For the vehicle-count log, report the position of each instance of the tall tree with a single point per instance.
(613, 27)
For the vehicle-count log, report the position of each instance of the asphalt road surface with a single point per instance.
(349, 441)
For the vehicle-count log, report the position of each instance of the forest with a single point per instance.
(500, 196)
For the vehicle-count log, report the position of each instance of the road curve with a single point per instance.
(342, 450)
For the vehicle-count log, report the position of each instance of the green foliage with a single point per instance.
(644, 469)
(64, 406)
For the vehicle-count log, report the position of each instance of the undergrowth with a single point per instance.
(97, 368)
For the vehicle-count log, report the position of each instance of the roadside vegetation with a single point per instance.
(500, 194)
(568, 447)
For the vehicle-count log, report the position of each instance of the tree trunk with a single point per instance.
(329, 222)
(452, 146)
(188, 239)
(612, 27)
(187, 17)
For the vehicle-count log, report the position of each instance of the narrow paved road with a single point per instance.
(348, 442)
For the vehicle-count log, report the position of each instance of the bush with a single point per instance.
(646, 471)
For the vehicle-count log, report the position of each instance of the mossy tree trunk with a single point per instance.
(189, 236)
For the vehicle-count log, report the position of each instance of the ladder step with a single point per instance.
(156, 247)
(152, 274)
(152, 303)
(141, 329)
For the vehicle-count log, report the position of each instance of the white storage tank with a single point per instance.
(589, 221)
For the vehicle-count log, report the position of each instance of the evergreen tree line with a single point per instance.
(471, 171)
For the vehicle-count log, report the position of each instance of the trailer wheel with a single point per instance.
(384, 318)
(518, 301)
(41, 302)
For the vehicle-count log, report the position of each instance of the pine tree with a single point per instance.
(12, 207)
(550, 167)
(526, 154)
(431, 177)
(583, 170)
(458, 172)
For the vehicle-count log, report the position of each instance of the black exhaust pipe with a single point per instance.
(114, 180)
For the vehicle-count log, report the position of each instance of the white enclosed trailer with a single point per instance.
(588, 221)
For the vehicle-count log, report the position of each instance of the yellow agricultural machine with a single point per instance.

* * * *

### Exercise requirements:
Only the lines from the one containing "tank with a single point per instance." through the end of the entries above belong in the answer; repeat them exactly.

### Result:
For the vehicle-count log, report the position of each instance of the white storage tank with a single point per instance.
(589, 221)
For the vehicle-count log, report the position of each instance of the evergreen tree line with a single point per instance.
(471, 171)
For the vehicle-count log, report the position of each instance of the trailer wheel with a single point per instance.
(384, 318)
(518, 301)
(41, 302)
For the vehicle-count log, report the position of each instance of the pine tree with a single point per instance.
(12, 207)
(550, 167)
(526, 154)
(431, 177)
(583, 170)
(458, 172)
For the vehicle-count log, report the position of each instance of the black exhaust pipe with a single point per instance.
(114, 180)
For the vehicle-count log, report the position of each instance of the white enclosed trailer with a single point per instance.
(588, 221)
For the vehicle-count log, report the position of each instance of the yellow agricultural machine with a single point per instance.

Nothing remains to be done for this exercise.